====== PASSAGE PROVIDED ======

The book and dvds which a sign says have been lent by friends and colleagues, have been selected to reflect the Biennial's theme.  Each of the shelves has a connected subject heading.  "Indoctrination", "Psyche","Invasion", "Apocalypse", that sort of thing.  While the usability rating would implode, sometimes I wish bookshops and larger libraries would adopt this kind of eclecticism, books grouped around ideas and concepts rather than genre.  What's to say a science book about meteorology shouldn't be filed with Sebastian Junger's The Perfect Storm?

At Metal we find across the categories, Slaughterhouse 5, We Need To Talk About Kevin, Globalization and its Discontents, The Lancashire Witches, Naked Lunch and Dancing with Men from tonight's performer, Ashery.  Without posting a complete list, a quick glance suggests that what they have in common is an investigation of the implications of hospitality, of wanting to share ourselves as human beings and our culture and how that has positive and negative outcomes, and how some might not necessarily want to be as hospitable through avoidance.

====== DATASET EXCERPTS ======

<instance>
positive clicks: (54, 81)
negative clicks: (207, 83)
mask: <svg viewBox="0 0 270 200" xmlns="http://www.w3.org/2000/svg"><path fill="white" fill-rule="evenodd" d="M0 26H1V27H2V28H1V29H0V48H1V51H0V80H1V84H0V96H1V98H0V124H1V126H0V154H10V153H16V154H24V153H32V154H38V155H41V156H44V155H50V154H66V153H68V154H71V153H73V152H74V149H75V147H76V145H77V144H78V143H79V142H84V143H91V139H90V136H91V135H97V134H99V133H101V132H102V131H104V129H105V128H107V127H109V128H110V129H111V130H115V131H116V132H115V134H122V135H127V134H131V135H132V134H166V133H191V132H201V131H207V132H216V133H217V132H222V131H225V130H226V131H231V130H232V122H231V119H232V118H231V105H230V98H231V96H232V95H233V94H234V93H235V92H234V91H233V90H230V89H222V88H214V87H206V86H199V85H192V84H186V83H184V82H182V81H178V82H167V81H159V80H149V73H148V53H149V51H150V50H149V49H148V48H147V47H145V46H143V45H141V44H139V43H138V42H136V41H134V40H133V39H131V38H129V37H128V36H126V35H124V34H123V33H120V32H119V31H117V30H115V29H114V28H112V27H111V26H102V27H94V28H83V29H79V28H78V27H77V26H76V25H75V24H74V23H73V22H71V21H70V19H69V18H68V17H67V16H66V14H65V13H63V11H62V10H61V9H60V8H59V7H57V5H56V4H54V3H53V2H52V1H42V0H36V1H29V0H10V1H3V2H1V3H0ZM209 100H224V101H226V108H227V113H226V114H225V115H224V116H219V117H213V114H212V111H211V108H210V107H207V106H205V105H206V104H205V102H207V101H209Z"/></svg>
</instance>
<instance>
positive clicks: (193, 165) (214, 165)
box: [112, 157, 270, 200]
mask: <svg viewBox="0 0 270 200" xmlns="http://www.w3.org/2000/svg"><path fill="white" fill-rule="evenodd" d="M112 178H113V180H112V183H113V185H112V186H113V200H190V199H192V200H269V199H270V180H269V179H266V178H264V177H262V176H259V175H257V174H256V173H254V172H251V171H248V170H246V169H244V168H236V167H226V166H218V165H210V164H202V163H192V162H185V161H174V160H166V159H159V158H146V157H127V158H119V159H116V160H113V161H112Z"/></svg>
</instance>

======

__WORK REQUEST 1__: According to the Biennial bookshelf passage, who lent the books and DVDs?
__WORK REQUEST 2__:
Do these statements agree with the Biennial bookshelf passage? Answer yes or no for each, and quote the words that decide it.
(a) A sign says the books and DVDs were lent by friends and colleagues.
(b) Each shelf has a connected subject heading.
(c) The writer gives a complete list of the titles at Metal.
__WORK REQUEST 3__: Rewrite the Biennial bookshelf passage from "At Metal we" up to and including "hospitable through avoidance.", substituting "generosity" for "hospitality".
The records have no connection to the text.

__ANSWER 1__: Friends and colleagues lent them.

__ANSWER 2__:
(a) Yes: "a sign says have been lent by friends and colleagues"
(b) Yes: "Each of the shelves has a connected subject heading."
(c) No: "Without posting a complete list"

__ANSWER 3__:
At Metal we find across the categories, Slaughterhouse 5, We Need To Talk About Kevin, Globalization and its Discontents, The Lancashire Witches, Naked Lunch and Dancing with Men from tonight's performer, Ashery.  Without posting a complete list, a quick glance suggests that what they have in common is an investigation of the implications of generosity, of wanting to share ourselves as human beings and our culture and how that has positive and negative outcomes, and how some might not necessarily want to be as hospitable through avoidance.